Upsert the index with new data#
Upsert data by using the load method again:
# Add more data
new_data = [{
'user': 'tyler',
'age': 9,
'job': 'engineer',
'credit_score': 'high',
'user_embedding': np.array([0.1, 0.3, 0.5], dtype=np.float32).tobytes()
}]
keys = index.load(new_data)
print(keys)
['user_simple_docs:01JY4J4Y0N4CNR9Y6R67MMVG7Q']
Creating VectorQuery Objects#
Next we will create a vector query object for our newly populated index. This example will use a simple vector to demonstrate how vector similarity works. Vectors in production will likely be much larger than 3 floats and often require Machine Learning models (i.e. Huggingface sentence transformers) or an embeddings API (Cohere, OpenAI). redisvl provides a set of Vectorizers to assist in vector creation.
from redisvl.query import VectorQuery
from jupyterutils import result_print
query = VectorQuery(
vector=[0.1, 0.1, 0.5],
vector_field_name="user_embedding",
return_fields=["user", "age", "job", "credit_score", "vector_distance"],
num_results=3
)
Note: For HNSW and SVS-VAMANA indexes, you can tune search performance using runtime parameters:
# Example with HNSW runtime parameters
query = VectorQuery(
vector=[0.1, 0.1, 0.5],
vector_field_name="user_embedding",
return_fields=["user", "age", "job"],
num_results=3,
ef_runtime=50 # Higher for better recall (HNSW only)
)
See the SVS-VAMANA guide and Advanced Queries guide for more details on runtime parameters.
Executing queries#
With our VectorQuery object defined above, we can execute the query over the SearchIndex using the query method.
results = index.query(query)
result_print(results)
| vector_distance | user | age | job | credit_score |
|---|---|---|---|---|
| 0 | john | 1 | engineer | high |
| 0 | mary | 2 | doctor | low |
| 0 | john | 1 | engineer | high |
Using an Asynchronous Redis Client#
The AsyncSearchIndex class along with an async Redis python client allows for queries, index creation, and data loading to be done asynchronously. This is the
recommended route for working with redisvl in production-like settings.
schema
{'index': {'name': 'user_simple', 'prefix': 'user_simple_docs'},
'fields': [{'name': 'user', 'type': 'tag'},
{'name': 'credit_score', 'type': 'tag'},
{'name': 'job', 'type': 'text'},
{'name': 'age', 'type': 'numeric'},
{'name': 'user_embedding',
'type': 'vector',
'attrs': {'dims': 3,
'distance_metric': 'cosine',
'algorithm': 'flat',
'datatype': 'float32'}}]}
from redisvl.index import AsyncSearchIndex
from redis.asyncio import Redis
client = Redis.from_url("redis://localhost:6379")
index = AsyncSearchIndex.from_dict(schema, redis_client=client)
# execute the vector query async
results = await index.query(query)
result_print(results)

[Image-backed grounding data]
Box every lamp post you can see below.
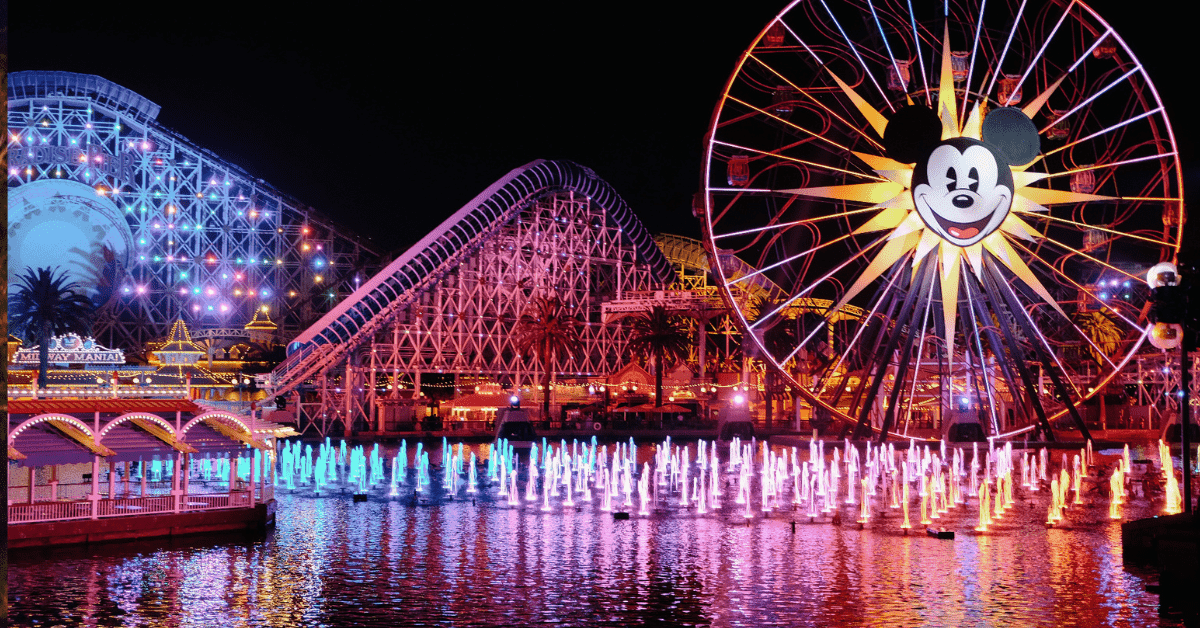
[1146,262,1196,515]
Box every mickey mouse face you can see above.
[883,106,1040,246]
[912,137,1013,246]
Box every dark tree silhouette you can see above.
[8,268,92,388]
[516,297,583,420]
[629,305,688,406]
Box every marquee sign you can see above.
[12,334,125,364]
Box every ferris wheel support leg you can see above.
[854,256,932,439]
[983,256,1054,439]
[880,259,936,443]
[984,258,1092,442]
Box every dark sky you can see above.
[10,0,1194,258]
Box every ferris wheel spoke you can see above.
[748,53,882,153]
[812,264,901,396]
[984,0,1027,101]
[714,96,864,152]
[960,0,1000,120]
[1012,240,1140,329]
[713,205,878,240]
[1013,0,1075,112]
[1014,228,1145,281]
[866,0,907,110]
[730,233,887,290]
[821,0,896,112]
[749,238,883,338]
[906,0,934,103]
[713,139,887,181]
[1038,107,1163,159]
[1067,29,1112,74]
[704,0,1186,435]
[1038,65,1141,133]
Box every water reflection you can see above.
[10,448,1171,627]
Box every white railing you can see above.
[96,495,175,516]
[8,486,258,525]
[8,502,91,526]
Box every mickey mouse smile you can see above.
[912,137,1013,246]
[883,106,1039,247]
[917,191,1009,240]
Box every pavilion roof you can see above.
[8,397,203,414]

*Work instruction A*.
Repeat the portion of the redisvl guide starting with "See the SVS-VAMANA" and going on through "in production-like settings.", word for word.
*Work instruction B*.
Finish out the next part of the redisvl guide, picking up right after its final line.

*Expected output A*.
See the SVS-VAMANA guide and Advanced Queries guide for more details on runtime parameters.
Executing queries#
With our VectorQuery object defined above, we can execute the query over the SearchIndex using the query method.
results = index.query(query)
result_print(results)
| vector_distance | user | age | job | credit_score |
|---|---|---|---|---|
| 0 | john | 1 | engineer | high |
| 0 | mary | 2 | doctor | low |
| 0 | john | 1 | engineer | high |
Using an Asynchronous Redis Client#
The AsyncSearchIndex class along with an async Redis python client allows for queries, index creation, and data loading to be done asynchronously. This is the
recommended route for working with redisvl in production-like settings.

*Expected output B*.
| vector_distance | user | age | job | credit_score |
|---|---|---|---|---|
| 0 | john | 1 | engineer | high |
| 0 | mary | 2 | doctor | low |
| 0 | john | 1 | engineer | high |
Updating a schema#
In some scenarios, it makes sense to update the index schema. With Redis and redisvl, this is easy because Redis can keep the underlying data in place while you change or make updates to the index configuration.
So for our scenario, let’s imagine we want to reindex this data in 2 ways:
by using a
Tagtype forjobfield instead ofTextby using an
hnswvector index for theuser_embeddingfield instead of aflatvector index
# Modify this schema to have what we want
index.schema.remove_field("job")
index.schema.remove_field("user_embedding")
index.schema.add_fields([
{"name": "job", "type": "tag"},
{
"name": "user_embedding",
"type": "vector",
"attrs": {
"dims": 3,
"distance_metric": "cosine",
"algorithm": "hnsw",
"datatype": "float32"
}
}
])
# Run the index update but keep underlying data in place
await index.create(overwrite=True, drop=False)
13:00:27 redisvl.index.index INFO Index already exists, overwriting.
# Execute the vector query async
results = await index.query(query)
result_print(results)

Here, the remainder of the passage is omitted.